--- Begin ---

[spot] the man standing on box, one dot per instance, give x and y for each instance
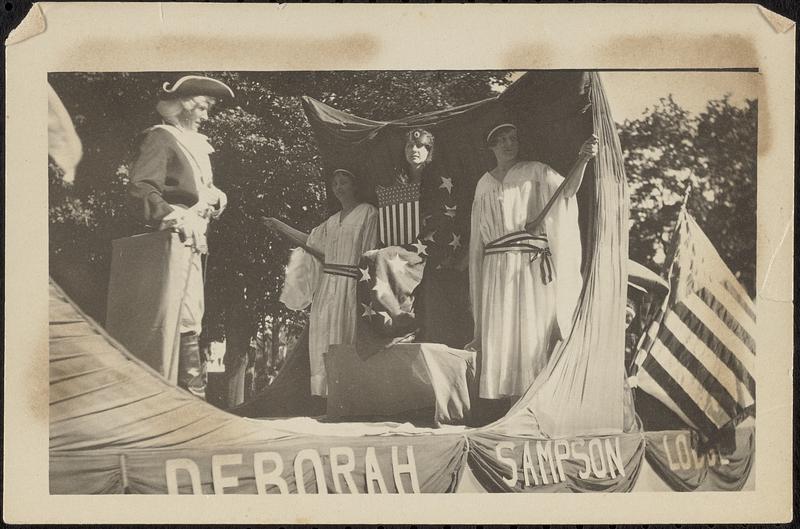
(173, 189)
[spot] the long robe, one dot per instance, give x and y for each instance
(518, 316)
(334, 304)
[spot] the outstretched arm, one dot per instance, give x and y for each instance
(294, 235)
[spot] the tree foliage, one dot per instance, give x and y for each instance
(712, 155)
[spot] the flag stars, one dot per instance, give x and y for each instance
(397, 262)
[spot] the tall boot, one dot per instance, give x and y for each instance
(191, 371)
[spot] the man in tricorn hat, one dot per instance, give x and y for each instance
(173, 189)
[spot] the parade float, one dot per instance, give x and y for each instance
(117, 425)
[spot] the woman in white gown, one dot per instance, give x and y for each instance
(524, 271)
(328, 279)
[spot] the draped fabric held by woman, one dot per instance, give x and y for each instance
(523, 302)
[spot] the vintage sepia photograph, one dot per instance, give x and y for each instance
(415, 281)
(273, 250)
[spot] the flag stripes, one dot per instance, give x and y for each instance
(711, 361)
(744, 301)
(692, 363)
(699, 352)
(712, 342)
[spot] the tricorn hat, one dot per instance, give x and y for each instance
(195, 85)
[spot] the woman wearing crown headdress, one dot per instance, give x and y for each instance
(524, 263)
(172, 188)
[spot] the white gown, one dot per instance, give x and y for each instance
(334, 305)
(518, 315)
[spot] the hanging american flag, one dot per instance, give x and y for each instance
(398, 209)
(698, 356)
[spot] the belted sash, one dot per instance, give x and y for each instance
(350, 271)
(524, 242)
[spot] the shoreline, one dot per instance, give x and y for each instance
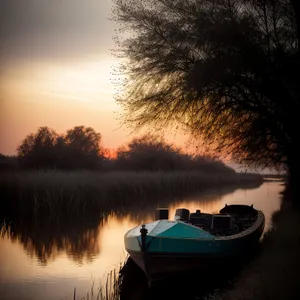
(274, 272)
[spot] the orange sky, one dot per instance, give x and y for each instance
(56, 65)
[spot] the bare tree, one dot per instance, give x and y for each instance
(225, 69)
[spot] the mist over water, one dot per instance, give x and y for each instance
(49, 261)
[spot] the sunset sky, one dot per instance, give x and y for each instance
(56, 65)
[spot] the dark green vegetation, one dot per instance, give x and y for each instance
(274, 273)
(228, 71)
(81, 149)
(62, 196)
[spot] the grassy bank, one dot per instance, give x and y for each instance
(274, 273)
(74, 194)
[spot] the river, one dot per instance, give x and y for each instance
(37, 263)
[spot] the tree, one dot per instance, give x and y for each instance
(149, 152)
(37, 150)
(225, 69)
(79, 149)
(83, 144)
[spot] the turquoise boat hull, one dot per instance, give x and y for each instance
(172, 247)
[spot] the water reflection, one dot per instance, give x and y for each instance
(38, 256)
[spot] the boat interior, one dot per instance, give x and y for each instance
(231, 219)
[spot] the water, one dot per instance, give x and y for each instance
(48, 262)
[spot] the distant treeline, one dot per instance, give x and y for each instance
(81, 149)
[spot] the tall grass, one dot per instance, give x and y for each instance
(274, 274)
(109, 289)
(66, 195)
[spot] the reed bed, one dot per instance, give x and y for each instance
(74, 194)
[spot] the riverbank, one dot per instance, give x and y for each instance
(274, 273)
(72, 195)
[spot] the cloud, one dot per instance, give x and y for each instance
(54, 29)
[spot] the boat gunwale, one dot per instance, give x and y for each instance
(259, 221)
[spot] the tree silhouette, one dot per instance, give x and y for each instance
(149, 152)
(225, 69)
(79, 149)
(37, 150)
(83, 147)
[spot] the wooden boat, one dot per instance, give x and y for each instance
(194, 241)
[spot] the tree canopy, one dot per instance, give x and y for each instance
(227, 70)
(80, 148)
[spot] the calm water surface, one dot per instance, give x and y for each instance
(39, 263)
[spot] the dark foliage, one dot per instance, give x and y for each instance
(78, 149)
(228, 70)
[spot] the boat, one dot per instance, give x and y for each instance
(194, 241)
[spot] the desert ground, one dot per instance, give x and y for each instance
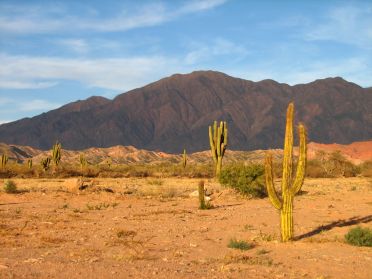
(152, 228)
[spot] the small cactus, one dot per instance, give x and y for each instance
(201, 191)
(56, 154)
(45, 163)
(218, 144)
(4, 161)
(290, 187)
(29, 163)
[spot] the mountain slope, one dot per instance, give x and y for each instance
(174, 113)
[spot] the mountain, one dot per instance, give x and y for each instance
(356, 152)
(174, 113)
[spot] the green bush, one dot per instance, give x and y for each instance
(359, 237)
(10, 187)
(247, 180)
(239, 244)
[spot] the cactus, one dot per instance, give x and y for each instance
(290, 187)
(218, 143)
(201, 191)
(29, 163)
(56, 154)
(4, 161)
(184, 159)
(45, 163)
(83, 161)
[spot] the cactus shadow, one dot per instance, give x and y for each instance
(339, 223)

--- End ---
--- Begin ---

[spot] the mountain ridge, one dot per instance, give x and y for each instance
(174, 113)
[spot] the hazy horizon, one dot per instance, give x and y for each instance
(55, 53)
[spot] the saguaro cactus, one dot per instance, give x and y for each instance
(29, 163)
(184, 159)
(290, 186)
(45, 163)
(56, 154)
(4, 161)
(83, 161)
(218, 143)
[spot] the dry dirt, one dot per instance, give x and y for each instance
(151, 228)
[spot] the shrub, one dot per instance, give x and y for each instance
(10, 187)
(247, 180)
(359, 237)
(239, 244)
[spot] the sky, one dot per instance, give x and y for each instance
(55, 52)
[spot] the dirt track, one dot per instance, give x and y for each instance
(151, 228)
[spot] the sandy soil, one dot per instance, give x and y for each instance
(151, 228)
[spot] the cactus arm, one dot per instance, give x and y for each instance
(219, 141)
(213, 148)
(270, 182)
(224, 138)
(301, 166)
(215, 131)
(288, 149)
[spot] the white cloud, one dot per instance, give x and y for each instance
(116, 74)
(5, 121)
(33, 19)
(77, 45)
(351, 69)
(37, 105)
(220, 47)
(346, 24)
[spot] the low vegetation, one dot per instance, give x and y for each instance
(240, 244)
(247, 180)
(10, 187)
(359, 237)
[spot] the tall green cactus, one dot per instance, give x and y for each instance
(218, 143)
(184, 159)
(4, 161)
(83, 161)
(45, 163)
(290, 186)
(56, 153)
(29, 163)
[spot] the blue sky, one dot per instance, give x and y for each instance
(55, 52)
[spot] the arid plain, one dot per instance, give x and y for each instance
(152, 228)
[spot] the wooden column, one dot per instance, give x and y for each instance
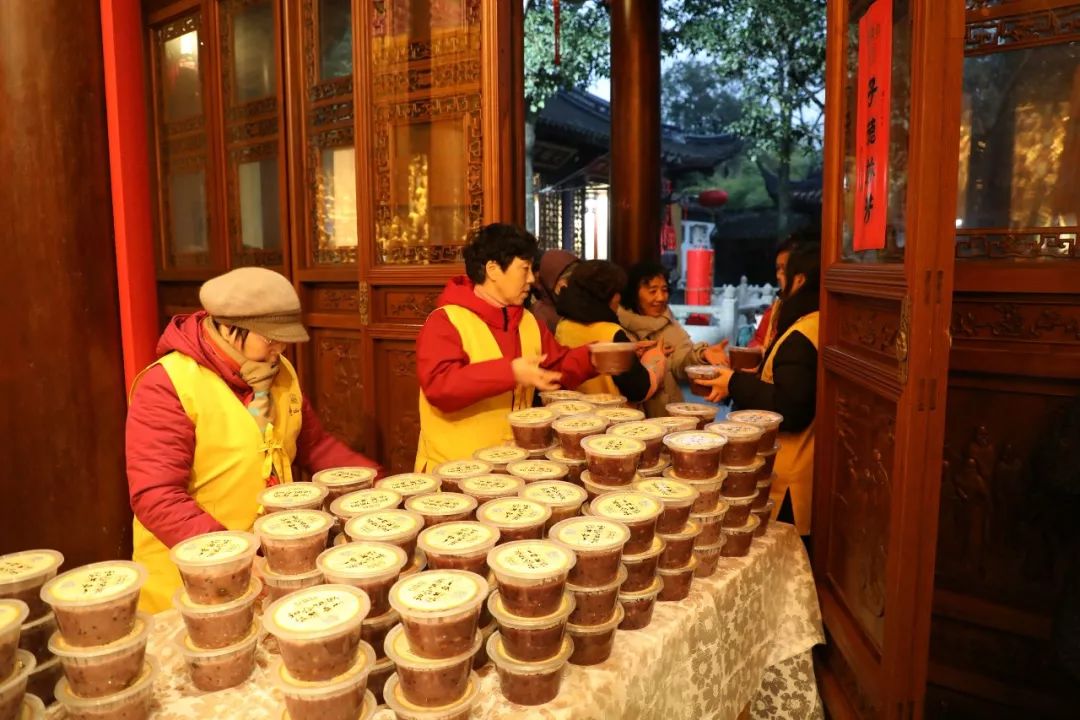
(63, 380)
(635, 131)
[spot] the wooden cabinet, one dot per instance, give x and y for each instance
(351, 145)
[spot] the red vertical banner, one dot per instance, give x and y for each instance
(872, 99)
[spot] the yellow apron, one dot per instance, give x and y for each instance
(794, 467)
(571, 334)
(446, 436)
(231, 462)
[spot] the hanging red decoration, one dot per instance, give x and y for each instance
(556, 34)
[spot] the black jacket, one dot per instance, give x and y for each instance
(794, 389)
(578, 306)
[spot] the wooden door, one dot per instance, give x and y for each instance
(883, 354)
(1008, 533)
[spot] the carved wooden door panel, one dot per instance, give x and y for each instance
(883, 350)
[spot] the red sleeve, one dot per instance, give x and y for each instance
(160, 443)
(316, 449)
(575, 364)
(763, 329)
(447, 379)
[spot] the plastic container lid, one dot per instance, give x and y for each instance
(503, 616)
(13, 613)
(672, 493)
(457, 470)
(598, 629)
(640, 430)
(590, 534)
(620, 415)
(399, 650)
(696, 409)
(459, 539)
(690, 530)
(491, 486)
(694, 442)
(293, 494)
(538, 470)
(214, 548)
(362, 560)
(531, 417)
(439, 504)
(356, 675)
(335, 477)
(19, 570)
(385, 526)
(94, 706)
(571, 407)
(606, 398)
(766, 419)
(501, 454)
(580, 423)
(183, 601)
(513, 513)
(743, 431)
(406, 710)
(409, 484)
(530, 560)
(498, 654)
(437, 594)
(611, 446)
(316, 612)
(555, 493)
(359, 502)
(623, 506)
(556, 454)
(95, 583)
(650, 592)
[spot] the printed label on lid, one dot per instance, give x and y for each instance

--- End ---

◆ **Aim**: Extract every line of the items that contains the word "cloud", and copy each line in full.

◆ **Solution to the problem**:
[spot] the cloud, one dot per instance, give x and y for each instance
[spot] the white cloud, one dot per instance, give x and y for each instance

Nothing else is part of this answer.